PROVIDED RECORDS:
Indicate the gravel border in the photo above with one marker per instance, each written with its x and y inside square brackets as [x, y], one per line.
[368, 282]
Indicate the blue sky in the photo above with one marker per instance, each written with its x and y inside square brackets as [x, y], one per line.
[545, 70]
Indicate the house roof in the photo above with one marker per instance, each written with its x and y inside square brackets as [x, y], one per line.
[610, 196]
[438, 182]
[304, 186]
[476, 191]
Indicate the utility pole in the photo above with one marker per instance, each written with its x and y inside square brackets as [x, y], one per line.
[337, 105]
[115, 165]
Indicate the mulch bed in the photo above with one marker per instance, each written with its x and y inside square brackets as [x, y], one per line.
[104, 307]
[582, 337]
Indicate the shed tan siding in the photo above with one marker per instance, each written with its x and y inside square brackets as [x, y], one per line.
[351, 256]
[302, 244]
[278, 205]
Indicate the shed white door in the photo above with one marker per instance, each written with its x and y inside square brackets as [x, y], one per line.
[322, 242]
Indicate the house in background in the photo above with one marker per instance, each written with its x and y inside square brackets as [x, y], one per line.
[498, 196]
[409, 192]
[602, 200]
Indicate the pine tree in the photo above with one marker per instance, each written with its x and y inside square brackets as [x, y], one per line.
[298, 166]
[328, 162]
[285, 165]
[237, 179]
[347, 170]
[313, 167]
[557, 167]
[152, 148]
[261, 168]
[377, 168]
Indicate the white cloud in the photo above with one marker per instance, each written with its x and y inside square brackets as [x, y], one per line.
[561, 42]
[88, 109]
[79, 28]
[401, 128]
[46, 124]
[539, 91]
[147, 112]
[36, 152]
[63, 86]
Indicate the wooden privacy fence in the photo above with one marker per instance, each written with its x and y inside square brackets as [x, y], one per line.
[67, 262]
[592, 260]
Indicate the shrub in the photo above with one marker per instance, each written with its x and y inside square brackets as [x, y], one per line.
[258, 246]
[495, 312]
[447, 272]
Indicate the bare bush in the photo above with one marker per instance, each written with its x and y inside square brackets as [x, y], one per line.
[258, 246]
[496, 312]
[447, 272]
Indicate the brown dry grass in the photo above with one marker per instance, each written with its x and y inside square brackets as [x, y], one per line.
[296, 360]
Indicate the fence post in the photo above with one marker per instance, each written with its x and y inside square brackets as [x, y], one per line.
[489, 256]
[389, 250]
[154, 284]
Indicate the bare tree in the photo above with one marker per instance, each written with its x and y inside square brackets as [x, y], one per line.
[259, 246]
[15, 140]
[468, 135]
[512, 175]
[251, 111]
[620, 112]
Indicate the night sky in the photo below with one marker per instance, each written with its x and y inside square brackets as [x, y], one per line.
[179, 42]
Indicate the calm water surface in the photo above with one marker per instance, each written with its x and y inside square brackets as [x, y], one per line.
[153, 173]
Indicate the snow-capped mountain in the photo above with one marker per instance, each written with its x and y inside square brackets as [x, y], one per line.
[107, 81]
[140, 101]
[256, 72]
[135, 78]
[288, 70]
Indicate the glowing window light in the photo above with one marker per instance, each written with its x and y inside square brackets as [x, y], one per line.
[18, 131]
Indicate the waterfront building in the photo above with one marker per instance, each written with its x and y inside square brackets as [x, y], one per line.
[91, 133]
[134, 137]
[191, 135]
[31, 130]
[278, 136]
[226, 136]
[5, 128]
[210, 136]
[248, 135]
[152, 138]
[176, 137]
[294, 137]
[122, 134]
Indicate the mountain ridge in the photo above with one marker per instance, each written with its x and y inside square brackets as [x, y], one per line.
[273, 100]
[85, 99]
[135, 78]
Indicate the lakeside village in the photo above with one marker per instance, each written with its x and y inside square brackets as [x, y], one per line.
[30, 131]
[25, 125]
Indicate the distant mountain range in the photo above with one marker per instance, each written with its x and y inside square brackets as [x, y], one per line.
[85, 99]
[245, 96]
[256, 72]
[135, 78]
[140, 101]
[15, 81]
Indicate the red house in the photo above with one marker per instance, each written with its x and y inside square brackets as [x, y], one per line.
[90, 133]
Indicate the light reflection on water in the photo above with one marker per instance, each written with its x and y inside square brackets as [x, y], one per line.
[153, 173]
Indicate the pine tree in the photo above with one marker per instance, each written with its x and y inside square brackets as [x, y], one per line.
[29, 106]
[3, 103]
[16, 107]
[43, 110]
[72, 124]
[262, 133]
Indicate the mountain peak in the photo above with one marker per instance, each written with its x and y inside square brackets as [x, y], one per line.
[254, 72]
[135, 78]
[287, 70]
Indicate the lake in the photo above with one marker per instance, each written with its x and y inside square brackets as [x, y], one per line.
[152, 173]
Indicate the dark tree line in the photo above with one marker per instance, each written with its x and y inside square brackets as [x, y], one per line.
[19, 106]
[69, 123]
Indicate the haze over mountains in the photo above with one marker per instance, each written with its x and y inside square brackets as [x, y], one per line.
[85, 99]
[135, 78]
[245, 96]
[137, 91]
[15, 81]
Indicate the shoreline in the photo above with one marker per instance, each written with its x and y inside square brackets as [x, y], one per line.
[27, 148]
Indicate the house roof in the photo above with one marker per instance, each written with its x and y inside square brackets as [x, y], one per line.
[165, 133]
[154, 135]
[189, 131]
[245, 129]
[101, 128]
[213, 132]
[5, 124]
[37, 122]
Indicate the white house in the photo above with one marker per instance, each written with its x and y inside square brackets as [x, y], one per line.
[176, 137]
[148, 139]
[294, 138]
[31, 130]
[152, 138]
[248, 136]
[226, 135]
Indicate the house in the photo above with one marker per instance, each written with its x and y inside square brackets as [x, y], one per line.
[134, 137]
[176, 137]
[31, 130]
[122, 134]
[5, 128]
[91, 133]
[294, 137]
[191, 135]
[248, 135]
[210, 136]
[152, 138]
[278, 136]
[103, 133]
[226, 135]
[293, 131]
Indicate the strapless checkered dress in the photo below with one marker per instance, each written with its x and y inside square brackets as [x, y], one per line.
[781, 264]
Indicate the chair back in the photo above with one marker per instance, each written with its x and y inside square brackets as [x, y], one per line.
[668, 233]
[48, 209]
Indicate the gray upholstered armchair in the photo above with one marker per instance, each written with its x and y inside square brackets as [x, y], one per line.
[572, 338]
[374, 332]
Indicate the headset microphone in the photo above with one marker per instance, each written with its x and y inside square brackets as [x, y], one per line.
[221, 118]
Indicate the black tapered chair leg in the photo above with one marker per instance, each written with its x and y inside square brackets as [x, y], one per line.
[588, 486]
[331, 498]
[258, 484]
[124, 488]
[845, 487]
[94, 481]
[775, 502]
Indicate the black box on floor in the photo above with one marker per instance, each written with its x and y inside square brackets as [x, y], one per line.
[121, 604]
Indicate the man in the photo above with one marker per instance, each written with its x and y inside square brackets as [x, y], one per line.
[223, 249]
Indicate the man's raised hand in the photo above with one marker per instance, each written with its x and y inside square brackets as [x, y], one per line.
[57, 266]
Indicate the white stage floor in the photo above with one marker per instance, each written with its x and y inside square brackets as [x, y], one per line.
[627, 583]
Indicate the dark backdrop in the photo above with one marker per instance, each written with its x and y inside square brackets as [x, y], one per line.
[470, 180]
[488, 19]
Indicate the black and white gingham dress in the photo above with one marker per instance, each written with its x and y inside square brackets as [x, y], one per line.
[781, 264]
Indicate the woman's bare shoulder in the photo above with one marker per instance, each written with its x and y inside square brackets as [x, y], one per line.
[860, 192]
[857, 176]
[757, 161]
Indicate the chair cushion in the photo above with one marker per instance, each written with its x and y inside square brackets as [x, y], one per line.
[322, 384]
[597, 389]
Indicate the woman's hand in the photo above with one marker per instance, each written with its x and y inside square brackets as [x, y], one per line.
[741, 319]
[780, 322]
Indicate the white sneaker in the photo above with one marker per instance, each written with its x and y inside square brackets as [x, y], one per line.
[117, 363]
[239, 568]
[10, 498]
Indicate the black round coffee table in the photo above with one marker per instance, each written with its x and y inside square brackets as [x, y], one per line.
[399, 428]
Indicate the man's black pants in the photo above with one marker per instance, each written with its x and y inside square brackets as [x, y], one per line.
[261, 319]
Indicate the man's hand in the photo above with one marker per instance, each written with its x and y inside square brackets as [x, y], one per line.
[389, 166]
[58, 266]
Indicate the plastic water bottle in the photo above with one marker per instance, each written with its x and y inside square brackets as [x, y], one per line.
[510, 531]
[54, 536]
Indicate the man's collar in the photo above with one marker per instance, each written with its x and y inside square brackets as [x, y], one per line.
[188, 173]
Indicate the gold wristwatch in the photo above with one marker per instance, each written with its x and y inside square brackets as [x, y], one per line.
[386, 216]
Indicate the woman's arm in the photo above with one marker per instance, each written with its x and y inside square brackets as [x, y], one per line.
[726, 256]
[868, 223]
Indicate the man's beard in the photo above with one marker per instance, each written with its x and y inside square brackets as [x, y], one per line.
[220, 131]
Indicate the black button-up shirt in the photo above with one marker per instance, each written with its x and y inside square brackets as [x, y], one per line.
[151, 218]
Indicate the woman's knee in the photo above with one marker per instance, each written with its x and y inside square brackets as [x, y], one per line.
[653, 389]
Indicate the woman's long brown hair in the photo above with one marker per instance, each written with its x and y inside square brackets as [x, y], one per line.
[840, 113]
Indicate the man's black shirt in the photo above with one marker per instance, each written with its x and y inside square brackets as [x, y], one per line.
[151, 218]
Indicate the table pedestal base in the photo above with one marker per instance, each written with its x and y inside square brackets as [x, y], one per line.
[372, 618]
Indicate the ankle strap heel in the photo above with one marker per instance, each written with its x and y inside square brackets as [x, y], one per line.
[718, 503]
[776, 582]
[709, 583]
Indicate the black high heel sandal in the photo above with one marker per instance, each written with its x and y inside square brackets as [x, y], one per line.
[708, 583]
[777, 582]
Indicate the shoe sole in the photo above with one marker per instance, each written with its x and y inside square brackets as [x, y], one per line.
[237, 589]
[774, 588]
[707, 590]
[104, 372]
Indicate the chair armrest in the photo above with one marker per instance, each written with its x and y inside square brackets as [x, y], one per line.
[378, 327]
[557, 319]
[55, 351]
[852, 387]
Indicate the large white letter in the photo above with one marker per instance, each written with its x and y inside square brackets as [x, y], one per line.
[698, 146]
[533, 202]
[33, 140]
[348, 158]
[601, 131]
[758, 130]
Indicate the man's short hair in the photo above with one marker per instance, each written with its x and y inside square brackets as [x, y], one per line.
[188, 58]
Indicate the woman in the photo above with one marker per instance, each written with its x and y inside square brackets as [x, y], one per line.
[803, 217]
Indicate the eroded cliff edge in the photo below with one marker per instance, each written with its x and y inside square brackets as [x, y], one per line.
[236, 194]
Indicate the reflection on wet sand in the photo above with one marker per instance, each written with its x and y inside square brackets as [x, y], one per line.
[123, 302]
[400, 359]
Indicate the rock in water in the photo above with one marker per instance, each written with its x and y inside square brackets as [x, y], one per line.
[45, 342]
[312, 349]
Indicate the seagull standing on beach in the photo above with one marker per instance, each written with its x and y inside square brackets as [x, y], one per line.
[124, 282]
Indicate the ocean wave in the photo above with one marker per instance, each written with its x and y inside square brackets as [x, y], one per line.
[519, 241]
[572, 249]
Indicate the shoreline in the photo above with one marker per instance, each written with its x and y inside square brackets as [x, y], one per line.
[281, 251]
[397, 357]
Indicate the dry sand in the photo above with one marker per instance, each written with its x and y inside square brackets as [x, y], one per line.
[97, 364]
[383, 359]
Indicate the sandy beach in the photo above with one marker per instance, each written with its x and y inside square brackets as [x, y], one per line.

TASK REQUIREMENTS:
Rewrite the data starting with the line containing "Indicate the dry" and going on through the end, with "dry sand" swapped for "loose sand" and nothing else changed.

EXPECTED ANSWER:
Indicate the loose sand in the photo above with one marker per instance, each written with its x and y inside square brackets as [x, y], one per line.
[97, 364]
[383, 359]
Indicate the sandy beach in the photo above with one marker per instance, each written with its x and y inside square brackets as [x, y], one per line.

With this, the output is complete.